__Bloco de texto__.
□ □ □

Fiz com que o Magro Lima, estrela singular da Atlântida e do podcast Era Uma Vez no Oeste, comprasse Os Ratos e ORDENEI que lesse. Ele ainda não leu, desobediente que é. Quando ler, vou ORDENAR que faça uma resenha a respeito. Estou curioso para conhecer a opinião de um lídimo representante da pós-modernidade sobre esse clássico da Porto Alegre europeia dos anos 40.
O Tempo e o Vento, de Erico Verissimo.
Esse é o fundador da imagem que o gaúcho usufrui no resto do país e nos seus próprios devaneios. Todos nós queríamos ser o Capitão Rodrigo. Meu sonho seria chegar num bar, dar um tapa sonoro no balcão e lançar o desafio:
– Buenas e me espalho! Nos pequenos dou de prancha e nos grandes dou de talho!
Contos Completos, do Sérgio Faraco.
Esse é o melhor contista brasileiro, talvez empatado com João Antônio, que, como o Faraco, era da sinuca. Diz o Faraco que jogou sinuca com o João Antônio e ganhou. Então o Faraco é de fato o melhor contista brasileiro.
Os Varões Assinalados, de Tabajara Ruas.
Se você quer aprender com gosto sobre a Guerra dos Farrapos, leia essa preciosidade. O Taba o escreveu como um folhetim, na Zero Hora dos anos 1980. Tornou-se um épico. Vou ler de novo qualquer dia desses.
Para fechar minha lista de cinco gaúchos imperdíveis, vou dar um brinde, vou citar mais dois livros, porque é difícil deixar um desses de fora: Os Tambores Silenciosos, de Josué Guimarães, e Contos Gauchescos, de Simões Lopes Neto.
Todos os que relacionei são livros de gaúcho, entende? Gaúcho! Mas, como toda alta literatura, são também universais. Aproveite o confinamento lendo esses que são o que de melhor o Rio Grande produziu, enquanto estiver tomando um mate e mastigando dois dentes de alho.

□ □ □

__Descrição da tarefa__.
Por favor, responda com base no texto sobre livros gaúchos:
1. Quem é o autor de O Tempo e o Vento?
2. Em que jornal e em que década Os Varões Assinalados foi publicado como folhetim?
3. Com quem Sérgio Faraco diz ter jogado sinuca e vencido?
Baseie-se somente no texto sobre livros gaúchos.

__Seção de dados__.
□ □ □

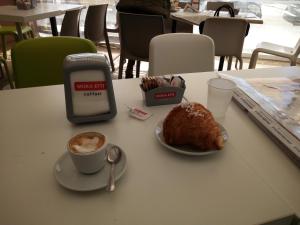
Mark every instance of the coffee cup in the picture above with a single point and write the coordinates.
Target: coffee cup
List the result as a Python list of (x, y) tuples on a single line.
[(88, 151)]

□ □ □

__Resultado do exercício__.
1. Erico Verissimo.
2. Na Zero Hora, nos anos 1980.
3. Com João Antônio.